**Selected excerpt**
__________
Berry v. City of East Point

627 S.E.2d 391, 277 Ga. App. 649, 2006 Fulton County D. Rep. 605, 2006 Ga. App. LEXIS 176
CourtCourt of Appeals of Georgia
DecidedFebruary 17, 2006
DocketA06A0253, A06A0254
StatusPublished
Cited by15 cases

This text of 627 S.E.2d 391 (Berry v. City of East Point) is published on Counsel Stack Legal Research, covering Court of Appeals of Georgia primary law. Counsel Stack provides free access to over 12 million legal documents including statutes, case law, regulations, and constitutions.

Bluebook
Berry v. City of East Point, 627 S.E.2d 391, 277 Ga. App. 649, 2006 Fulton County D. Rep. 605, 2006 Ga. App. LEXIS 176 (Ga. Ct. App. 2006).

Opinion

BLACKBURN, Presiding Judge.

In these related cases, Bobby L. Berry and Melvin A. Pittman (“Intervenors”), pro se, intervened in a proceeding brought by the State of Georgia against the City of East Point (“City”) and the East Point Building Authority (“Building Authority”) to validate bonds in the amount of $54,000,000. Intervenors were members of the board of the Building Authority and were the two dissenting members in the board’s vote to issue the bonds. In Case No. A06A0253, Intervenors appeal an order by the Fulton County Superior Court validating the bonds. In Case No. A06A0254, Intervenors appeal an order by the Fulton County Superior Court requiring them to post a $625,000 surety bond, pursuant to OCGA § 50-15-2, to cover the costs incurred by the Building Authority due to added delay, in the event the Authority prevailed in Intervenors’ appeal of the bond validation order. Because the trial court properly required Intervenors to post a bond pursuant to the Public Lawsuits Act, and the Intervenors did not post such a bond, we affirm the order in Case No. A06A0254, and dismiss Intervenors’ appeal in Case No. A06A0253.
__________
**Recorded data**
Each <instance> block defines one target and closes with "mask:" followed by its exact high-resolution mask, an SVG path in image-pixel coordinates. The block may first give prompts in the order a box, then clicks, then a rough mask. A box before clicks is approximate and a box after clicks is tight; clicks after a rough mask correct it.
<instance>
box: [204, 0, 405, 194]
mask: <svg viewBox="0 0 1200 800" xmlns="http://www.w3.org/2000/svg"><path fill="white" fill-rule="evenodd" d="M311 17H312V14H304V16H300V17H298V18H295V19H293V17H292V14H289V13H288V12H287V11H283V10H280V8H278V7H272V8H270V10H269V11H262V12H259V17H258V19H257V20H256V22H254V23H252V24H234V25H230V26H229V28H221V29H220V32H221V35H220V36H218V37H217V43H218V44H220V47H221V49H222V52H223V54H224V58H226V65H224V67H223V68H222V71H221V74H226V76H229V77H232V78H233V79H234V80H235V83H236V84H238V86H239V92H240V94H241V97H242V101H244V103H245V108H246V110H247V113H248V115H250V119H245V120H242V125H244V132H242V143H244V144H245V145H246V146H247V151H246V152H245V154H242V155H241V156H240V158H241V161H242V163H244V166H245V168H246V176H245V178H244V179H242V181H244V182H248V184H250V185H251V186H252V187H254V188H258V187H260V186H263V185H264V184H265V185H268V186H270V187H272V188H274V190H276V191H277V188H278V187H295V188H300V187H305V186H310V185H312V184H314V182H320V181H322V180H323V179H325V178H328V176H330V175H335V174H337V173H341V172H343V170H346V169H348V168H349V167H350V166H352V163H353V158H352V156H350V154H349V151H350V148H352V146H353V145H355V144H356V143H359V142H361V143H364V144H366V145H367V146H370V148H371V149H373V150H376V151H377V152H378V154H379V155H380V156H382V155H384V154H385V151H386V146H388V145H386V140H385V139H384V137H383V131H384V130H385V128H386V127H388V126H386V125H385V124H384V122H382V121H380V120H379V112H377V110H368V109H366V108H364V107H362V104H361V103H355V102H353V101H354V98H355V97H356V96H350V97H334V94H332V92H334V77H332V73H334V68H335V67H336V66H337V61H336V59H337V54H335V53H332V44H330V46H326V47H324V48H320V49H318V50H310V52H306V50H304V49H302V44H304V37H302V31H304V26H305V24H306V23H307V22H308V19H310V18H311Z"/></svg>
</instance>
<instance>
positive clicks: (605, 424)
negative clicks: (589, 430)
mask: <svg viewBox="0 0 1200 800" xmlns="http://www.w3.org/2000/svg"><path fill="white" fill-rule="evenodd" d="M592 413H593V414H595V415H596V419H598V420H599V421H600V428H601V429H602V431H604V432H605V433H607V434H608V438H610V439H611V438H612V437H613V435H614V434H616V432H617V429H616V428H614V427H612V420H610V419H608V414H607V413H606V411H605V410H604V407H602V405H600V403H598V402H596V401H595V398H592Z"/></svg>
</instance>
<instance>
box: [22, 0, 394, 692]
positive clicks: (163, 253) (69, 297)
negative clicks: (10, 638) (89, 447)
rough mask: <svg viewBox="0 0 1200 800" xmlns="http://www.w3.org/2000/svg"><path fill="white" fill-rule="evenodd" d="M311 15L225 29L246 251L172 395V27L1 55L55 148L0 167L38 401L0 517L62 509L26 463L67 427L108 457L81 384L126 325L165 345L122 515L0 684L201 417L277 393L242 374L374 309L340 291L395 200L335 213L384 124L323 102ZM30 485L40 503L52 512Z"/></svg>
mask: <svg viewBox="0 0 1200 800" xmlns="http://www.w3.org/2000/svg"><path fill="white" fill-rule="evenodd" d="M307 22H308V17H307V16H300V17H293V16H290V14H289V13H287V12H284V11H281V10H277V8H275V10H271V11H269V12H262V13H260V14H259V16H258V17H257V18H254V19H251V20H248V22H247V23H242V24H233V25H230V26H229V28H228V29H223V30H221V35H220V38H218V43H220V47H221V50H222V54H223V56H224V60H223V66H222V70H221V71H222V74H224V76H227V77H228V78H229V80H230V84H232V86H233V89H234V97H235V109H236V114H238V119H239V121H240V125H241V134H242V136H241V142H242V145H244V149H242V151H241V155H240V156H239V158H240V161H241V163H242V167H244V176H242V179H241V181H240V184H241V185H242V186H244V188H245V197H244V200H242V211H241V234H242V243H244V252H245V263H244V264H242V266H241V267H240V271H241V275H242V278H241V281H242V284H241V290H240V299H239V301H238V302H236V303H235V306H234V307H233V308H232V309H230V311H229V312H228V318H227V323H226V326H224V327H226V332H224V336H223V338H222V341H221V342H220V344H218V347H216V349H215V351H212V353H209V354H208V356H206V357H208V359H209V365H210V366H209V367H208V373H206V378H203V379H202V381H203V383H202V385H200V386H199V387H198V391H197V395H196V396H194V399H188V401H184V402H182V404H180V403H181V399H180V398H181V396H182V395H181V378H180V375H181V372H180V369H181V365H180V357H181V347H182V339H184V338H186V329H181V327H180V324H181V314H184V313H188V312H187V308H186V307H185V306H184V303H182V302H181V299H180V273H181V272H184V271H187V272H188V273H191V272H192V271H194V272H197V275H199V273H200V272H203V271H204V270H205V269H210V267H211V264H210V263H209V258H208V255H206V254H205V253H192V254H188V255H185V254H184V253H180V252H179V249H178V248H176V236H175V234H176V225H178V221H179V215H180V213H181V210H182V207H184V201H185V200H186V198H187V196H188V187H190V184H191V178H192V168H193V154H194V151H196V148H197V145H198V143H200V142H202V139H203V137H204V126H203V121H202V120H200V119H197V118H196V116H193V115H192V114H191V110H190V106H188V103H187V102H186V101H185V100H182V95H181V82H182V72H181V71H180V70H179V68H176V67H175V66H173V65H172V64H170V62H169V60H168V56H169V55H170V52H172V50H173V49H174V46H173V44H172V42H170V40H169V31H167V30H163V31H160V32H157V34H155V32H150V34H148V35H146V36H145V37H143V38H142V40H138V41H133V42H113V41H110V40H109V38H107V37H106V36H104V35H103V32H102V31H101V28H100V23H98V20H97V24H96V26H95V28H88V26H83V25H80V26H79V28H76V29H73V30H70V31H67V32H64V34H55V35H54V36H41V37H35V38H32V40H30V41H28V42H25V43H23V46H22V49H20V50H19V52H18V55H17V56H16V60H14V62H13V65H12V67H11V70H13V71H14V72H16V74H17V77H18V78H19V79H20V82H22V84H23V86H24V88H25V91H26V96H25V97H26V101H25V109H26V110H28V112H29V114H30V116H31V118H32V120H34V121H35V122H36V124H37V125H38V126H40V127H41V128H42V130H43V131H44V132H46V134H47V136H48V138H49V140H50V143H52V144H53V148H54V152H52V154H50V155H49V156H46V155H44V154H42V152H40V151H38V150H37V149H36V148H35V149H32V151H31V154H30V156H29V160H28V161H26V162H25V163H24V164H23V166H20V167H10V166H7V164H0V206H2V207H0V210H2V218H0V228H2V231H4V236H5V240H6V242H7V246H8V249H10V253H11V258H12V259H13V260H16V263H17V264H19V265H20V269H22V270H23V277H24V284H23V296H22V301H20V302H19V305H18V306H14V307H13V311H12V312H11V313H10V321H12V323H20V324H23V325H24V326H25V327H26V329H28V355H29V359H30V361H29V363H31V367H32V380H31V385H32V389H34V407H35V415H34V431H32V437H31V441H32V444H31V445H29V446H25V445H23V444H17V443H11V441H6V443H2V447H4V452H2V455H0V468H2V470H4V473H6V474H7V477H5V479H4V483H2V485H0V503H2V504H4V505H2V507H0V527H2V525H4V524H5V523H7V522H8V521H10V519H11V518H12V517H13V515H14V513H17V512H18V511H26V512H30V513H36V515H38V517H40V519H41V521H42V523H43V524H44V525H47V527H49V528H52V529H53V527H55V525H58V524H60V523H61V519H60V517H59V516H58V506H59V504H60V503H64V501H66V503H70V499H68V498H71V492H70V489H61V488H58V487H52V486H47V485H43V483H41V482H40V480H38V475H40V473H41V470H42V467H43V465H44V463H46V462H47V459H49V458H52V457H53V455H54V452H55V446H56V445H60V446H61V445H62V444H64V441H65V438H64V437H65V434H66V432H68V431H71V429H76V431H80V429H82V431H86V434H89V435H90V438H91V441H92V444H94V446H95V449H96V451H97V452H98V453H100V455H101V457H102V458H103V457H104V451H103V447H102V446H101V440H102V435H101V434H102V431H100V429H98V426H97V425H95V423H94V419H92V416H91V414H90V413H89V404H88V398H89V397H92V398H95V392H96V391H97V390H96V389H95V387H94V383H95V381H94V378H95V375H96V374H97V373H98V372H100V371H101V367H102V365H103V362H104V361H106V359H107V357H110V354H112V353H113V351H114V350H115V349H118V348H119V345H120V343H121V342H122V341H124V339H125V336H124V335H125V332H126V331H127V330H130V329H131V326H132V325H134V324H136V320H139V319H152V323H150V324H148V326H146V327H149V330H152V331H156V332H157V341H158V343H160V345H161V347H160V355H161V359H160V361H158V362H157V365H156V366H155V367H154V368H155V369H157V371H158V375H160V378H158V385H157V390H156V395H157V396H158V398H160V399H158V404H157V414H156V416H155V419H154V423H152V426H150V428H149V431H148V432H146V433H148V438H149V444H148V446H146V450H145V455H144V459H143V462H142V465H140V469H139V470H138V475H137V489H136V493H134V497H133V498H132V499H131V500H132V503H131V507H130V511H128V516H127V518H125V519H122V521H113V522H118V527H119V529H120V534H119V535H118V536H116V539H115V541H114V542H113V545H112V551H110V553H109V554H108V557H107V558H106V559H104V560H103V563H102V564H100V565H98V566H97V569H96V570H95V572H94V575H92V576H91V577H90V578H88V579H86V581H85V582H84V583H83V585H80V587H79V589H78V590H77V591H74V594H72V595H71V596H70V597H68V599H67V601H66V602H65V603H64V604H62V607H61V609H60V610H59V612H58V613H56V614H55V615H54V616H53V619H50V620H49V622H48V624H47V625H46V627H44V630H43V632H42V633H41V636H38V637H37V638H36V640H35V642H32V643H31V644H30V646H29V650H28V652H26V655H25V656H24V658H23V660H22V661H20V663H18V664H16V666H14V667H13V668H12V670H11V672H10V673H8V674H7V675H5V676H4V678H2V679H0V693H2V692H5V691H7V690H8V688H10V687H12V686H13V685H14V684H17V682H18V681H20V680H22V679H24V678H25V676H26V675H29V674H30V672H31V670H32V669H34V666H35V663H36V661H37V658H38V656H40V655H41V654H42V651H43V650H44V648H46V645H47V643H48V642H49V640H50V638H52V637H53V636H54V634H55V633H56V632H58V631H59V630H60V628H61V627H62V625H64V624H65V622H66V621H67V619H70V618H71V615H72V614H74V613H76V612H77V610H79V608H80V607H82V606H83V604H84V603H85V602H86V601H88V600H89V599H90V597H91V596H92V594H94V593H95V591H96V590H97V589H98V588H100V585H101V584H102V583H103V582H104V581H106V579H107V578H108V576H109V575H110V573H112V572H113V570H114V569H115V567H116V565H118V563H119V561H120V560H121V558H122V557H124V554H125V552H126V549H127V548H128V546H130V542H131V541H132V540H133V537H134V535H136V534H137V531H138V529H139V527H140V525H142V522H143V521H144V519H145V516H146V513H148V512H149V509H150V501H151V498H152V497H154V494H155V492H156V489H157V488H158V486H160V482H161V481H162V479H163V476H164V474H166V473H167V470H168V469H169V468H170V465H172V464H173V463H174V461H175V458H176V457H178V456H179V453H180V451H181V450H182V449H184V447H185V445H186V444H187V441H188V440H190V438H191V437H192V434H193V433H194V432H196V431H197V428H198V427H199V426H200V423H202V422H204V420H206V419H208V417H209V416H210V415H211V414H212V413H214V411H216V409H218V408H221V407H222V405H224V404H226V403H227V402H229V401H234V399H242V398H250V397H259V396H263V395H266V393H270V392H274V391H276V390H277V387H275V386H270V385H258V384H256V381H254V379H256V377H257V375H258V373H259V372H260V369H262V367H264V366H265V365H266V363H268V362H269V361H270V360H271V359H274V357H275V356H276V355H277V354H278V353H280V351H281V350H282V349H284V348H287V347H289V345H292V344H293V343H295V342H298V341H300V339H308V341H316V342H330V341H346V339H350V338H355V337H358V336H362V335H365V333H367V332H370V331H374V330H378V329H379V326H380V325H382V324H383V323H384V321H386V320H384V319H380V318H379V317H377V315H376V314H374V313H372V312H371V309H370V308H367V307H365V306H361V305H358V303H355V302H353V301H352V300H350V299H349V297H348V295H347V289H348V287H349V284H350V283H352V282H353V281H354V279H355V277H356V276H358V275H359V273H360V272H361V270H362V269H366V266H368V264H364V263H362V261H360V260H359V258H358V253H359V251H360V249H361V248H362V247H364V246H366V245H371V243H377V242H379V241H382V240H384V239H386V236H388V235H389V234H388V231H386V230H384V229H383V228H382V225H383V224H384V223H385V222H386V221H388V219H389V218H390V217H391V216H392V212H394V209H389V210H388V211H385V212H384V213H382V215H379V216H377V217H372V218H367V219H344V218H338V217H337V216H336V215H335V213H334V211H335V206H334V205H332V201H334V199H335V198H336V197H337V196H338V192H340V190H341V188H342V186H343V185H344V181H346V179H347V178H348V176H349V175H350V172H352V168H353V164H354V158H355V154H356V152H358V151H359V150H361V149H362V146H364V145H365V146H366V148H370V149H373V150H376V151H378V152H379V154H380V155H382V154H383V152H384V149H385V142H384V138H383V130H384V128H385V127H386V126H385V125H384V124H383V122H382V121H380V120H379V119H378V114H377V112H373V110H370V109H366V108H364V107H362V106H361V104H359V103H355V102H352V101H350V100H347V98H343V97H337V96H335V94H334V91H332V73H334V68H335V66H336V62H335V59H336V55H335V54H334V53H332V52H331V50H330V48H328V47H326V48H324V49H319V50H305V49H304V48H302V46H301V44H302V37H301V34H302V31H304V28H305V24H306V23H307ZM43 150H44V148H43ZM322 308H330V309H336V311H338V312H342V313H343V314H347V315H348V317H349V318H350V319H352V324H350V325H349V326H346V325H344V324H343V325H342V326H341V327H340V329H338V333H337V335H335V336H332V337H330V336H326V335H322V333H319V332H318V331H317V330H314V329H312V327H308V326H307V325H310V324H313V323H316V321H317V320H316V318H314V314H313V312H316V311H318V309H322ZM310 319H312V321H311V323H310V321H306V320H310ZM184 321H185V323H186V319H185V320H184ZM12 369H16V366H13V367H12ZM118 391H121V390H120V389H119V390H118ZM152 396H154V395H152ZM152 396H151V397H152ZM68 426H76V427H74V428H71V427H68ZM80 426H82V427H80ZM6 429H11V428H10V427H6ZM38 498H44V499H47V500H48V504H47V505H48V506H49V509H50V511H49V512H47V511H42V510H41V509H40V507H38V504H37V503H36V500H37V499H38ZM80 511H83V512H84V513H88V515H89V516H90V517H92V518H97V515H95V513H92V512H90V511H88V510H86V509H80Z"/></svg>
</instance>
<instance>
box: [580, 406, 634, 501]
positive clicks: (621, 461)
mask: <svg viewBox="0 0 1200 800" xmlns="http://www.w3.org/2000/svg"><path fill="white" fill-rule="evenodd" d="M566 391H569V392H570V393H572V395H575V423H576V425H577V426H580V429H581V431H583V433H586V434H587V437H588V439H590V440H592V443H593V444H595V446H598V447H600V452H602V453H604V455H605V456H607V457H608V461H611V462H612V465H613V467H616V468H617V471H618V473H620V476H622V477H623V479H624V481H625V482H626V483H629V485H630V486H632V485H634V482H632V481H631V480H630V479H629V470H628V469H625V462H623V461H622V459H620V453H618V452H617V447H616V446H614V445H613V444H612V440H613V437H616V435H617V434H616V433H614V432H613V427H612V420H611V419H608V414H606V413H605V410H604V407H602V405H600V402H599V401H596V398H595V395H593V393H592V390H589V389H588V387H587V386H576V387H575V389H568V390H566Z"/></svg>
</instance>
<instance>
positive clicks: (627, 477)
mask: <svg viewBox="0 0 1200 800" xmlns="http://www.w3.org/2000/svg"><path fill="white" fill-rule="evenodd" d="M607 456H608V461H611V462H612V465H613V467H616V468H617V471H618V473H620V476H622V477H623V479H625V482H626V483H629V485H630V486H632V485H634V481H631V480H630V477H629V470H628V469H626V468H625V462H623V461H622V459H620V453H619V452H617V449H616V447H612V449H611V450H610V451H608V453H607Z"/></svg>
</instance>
__________
Write the next part of the court opinion in Berry v. City of East Point, starting after its last sentence. You won't need the lines to do this.

The undisputed record shows that the Building Authority sought to issue revenue bonds in the amount of $54,000,000 to finance certain improvements to its storm water and sanitary waste water facilities (“sewer proj ect”). The purpose of the sewer proj ect is, in part, to comply with a consent order between the City and the Georgia Environmental Protection Division which required the City to address historical sewer spills and prevent future ones. The consent order established a timetable for construction and created stipulated penalties for violations of the consent order.

The sewer project facilities would be owned by the Building Authority and leased to the City for an amount sufficient to pay the principal and interest on the bonds. The City would levy ad valorem taxes as necessary to make the payments required under the lease agreement.

After a bond validation hearing in which the Intervenors participated, the trial court entered an order validating the bond, which the Intervenors appealed in Case No. A06A0253. Following a subsequent hearing, the trial court issued an order pursuant to the Public Lawsuits Act, 1 requiring the Intervenors to post a $625,000 surety bond if they decided to pursue an appeal of the validation order. *650 Intervenors did not post the bond, and Intervenors appealed the order requiring a surety bond in Case No. A06A0253.

Case No. A06A0254

1. Intervenors contend that the trial court erred in requiring them to post a surety bond pursuant to the Public Lawsuits Act. 2 We disagree.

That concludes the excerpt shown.